## DATA EXTRACT:
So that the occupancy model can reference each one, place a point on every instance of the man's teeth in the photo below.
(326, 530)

---

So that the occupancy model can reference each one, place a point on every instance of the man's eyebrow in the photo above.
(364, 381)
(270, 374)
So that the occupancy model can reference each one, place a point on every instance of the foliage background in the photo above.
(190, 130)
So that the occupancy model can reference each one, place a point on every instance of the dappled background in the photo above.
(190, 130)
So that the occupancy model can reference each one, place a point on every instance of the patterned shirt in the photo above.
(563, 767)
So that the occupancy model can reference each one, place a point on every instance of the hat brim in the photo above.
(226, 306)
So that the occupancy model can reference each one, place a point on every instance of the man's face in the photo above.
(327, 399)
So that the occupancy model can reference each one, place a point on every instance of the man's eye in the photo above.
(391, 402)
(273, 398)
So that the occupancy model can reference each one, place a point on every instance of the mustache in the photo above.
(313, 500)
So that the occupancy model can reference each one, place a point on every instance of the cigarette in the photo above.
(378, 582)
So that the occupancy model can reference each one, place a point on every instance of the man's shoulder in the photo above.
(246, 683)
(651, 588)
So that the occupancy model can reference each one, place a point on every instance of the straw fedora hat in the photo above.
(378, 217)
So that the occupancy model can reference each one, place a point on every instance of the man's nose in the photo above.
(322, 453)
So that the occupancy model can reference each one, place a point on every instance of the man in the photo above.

...

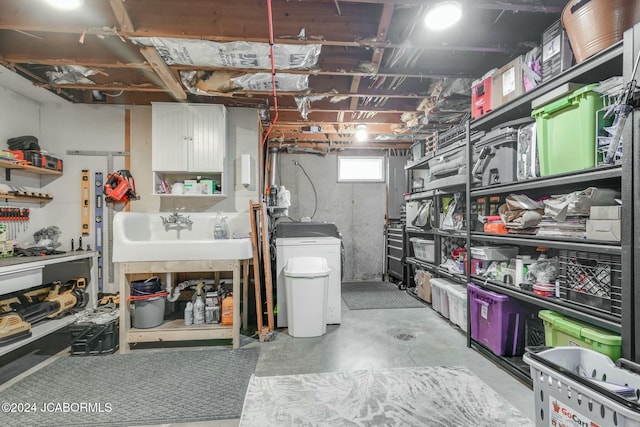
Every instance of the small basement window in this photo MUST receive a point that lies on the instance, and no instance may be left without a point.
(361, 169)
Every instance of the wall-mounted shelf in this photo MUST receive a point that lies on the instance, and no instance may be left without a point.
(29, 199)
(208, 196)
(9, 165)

## WHAT YOU ARE ASKED TO DO:
Please copy, exactly as written, every line in the listing above from the line with "nose in the photo above." up to and including the line with "man in the photo above.".

## THE ANSWER:
So that the occupancy model can reference each one, place a point on every instance of the man's nose in the photo above.
(322, 453)
So that the occupancy model can reference each one, place a point on every instance of the man in the photo above.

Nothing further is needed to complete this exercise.